EXERCISE INSTRUCTIONS » Rewrite the listing below, replacing every "Put a dot on" with "Mark" and leaving everything else unchanged. Omit the pictures from your version.

(Labeled-object pointing entries)
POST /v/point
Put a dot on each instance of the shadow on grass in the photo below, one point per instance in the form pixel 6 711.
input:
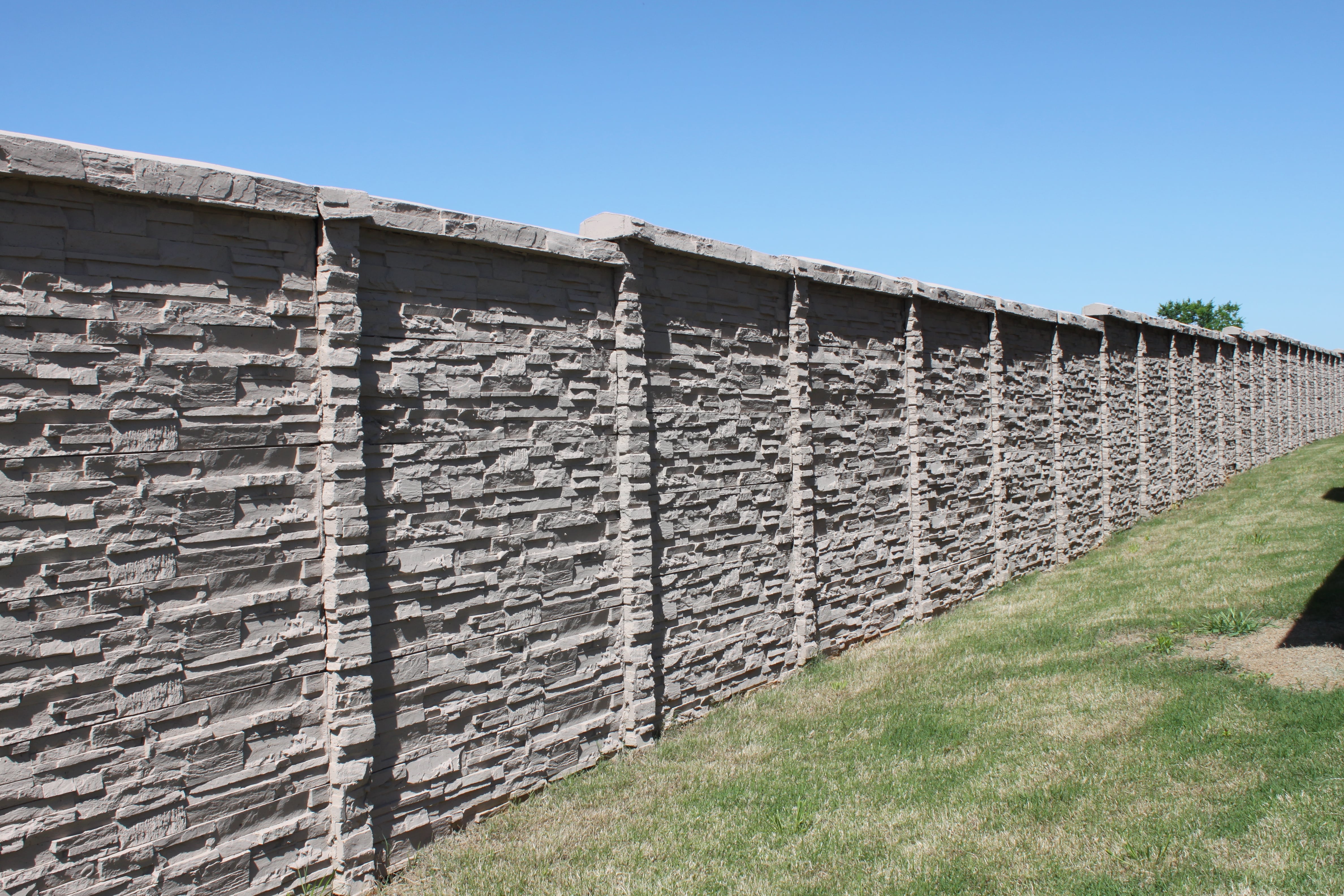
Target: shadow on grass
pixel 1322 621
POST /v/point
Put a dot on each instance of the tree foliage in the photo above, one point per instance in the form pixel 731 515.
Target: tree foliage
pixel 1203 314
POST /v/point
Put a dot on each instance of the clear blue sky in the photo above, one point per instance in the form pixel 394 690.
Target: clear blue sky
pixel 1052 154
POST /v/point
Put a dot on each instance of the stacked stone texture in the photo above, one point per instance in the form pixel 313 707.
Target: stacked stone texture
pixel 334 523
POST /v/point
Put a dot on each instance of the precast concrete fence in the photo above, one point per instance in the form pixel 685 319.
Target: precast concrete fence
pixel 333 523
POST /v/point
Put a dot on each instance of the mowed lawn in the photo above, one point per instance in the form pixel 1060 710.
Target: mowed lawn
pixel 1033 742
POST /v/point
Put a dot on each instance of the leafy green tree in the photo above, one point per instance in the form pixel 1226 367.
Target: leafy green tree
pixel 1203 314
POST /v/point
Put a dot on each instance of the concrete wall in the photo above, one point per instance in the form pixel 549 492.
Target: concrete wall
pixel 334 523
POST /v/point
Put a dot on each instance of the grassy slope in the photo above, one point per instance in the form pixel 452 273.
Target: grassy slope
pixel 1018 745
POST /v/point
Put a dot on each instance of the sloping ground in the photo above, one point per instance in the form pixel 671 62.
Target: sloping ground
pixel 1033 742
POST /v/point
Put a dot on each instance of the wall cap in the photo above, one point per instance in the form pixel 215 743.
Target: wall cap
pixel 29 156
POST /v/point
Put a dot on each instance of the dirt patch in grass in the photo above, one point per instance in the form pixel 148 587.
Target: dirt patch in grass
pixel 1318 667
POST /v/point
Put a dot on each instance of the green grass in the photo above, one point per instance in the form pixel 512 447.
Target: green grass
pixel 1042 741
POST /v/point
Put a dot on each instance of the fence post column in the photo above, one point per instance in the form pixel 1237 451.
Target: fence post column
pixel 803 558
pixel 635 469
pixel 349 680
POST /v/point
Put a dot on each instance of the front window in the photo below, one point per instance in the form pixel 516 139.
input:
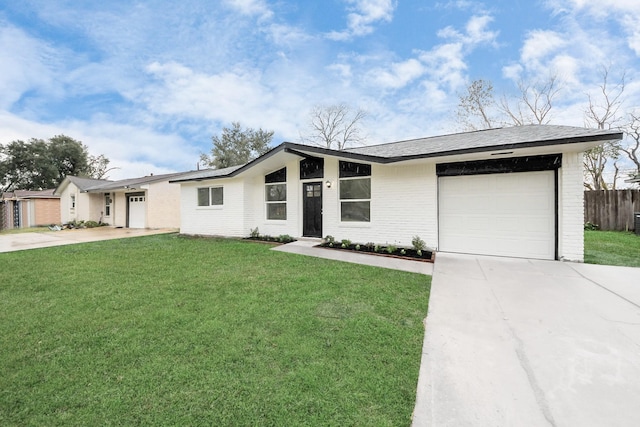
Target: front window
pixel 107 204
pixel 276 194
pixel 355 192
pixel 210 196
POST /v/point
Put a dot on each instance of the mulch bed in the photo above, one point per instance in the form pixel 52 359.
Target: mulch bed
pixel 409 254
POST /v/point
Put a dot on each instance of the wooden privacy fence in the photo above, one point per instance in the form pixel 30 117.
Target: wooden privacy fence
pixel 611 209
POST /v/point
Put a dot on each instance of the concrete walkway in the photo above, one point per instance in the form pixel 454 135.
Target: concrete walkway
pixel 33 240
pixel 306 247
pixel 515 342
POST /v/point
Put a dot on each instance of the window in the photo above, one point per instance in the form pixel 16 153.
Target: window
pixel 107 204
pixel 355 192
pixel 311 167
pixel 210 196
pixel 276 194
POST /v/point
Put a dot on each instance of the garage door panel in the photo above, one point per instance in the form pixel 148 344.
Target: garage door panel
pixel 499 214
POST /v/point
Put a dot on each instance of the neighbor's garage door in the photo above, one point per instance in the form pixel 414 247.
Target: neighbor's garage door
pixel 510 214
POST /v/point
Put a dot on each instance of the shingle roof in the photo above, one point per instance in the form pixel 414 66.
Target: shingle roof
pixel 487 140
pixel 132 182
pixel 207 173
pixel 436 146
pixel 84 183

RESULT BELOW »
POST /v/point
Mark each instance of the shadow on grass in the photo below, one point per instance in the form pixel 6 711.
input:
Target: shadow on grass
pixel 1322 621
POST /v/point
Mark each instance of the tree foliage in the photo above, one point per instance in the form pixel 731 515.
Target: tree foliage
pixel 1203 314
POST /v/point
Mark each instance of the clear blue sky in the photo above, one point per instance in the form pixel 394 690.
Target: clear blue sky
pixel 1052 154
POST /v/point
Mark each instance of the stacked stone texture in the photo above, one point per instance in the form pixel 313 707.
Target: stacked stone texture
pixel 334 523
POST /v/point
Mark each instance of the precast concrete fence in the photo above, one point per instance in the form pixel 685 319.
Target: precast concrete fence
pixel 333 523
POST /v/point
Mark each instance of the mowed lawn in the photo above, one point per instance in the form pixel 1060 710.
Target: mowed lawn
pixel 1033 742
POST /v/point
Mark each instance of the leafy green tree in the photo above, one point per instance in the form pixel 1226 367.
Target: leafy green tree
pixel 1203 314
POST /v/point
Mark each instance of the concrete wall in the photo above, one point per instance in the form pixel 549 492.
Target: concrete wall
pixel 334 523
POST /v/point
Mark each instance of the grassy slope in the photo above, one point per instance in the form pixel 452 273.
Target: grassy slope
pixel 1018 745
POST /v/point
Mark each instance of the sloping ground in the photo above, one point per instance in the form pixel 671 62.
Target: sloping ground
pixel 1033 742
POST /v/point
Mark each instance of the wall cap in the photo above, one point per instance in the form pixel 215 743.
Target: wall cap
pixel 29 156
POST /v/point
Mark each instance of the dirt patch in grass in the photo above, one point per instance in the form pixel 148 587.
Target: dirt patch in grass
pixel 1318 667
POST /v/point
Mark each instance of the green grass in the photo above, one point per instance in the form pixel 512 447.
Target: green grass
pixel 1042 741
POST /v/point
Mark each instance of the fence post column in the photo above, one point per instance in the form pixel 1237 451.
Target: fence post column
pixel 803 558
pixel 635 469
pixel 349 680
POST /v/point
Mark each instance of the front window in the photo below, one point per instance in the form pixel 516 139.
input:
Target: front window
pixel 107 204
pixel 276 194
pixel 355 192
pixel 210 196
POST /v/point
Mark each instance of the mulch bed in the photo above, one point per instance in the form pixel 52 359.
Target: mulch bed
pixel 409 254
POST /v/point
Mark each instance of the wooden privacy fence in the photo above, one point per instance in the form pixel 30 117.
Target: wooden privacy fence
pixel 611 209
POST /v/point
Mark each instance of the concrete walkway in the photo above, one point per instance in the form pixel 454 135.
Target: concrete walkway
pixel 33 240
pixel 306 247
pixel 515 342
POST /v/point
Mark each instance of the window in the photo above, one point per instance in the form pixel 16 153.
Target: window
pixel 107 204
pixel 355 192
pixel 311 167
pixel 210 196
pixel 276 194
POST /v/point
Mark each instance of the garage door panel in the photo above, one point per instance in the form pixel 148 344.
Target: garage door panel
pixel 499 214
POST /v/point
Mark each instance of the neighbor's garage door in the photo above, one point per instance in the form pixel 414 247.
Target: neighbor's garage door
pixel 510 214
POST /v/point
Mark each instance of the shingle roof in the photo above, one point per instance in the form pixel 414 66.
Target: shingle roof
pixel 487 140
pixel 132 182
pixel 207 173
pixel 436 146
pixel 84 183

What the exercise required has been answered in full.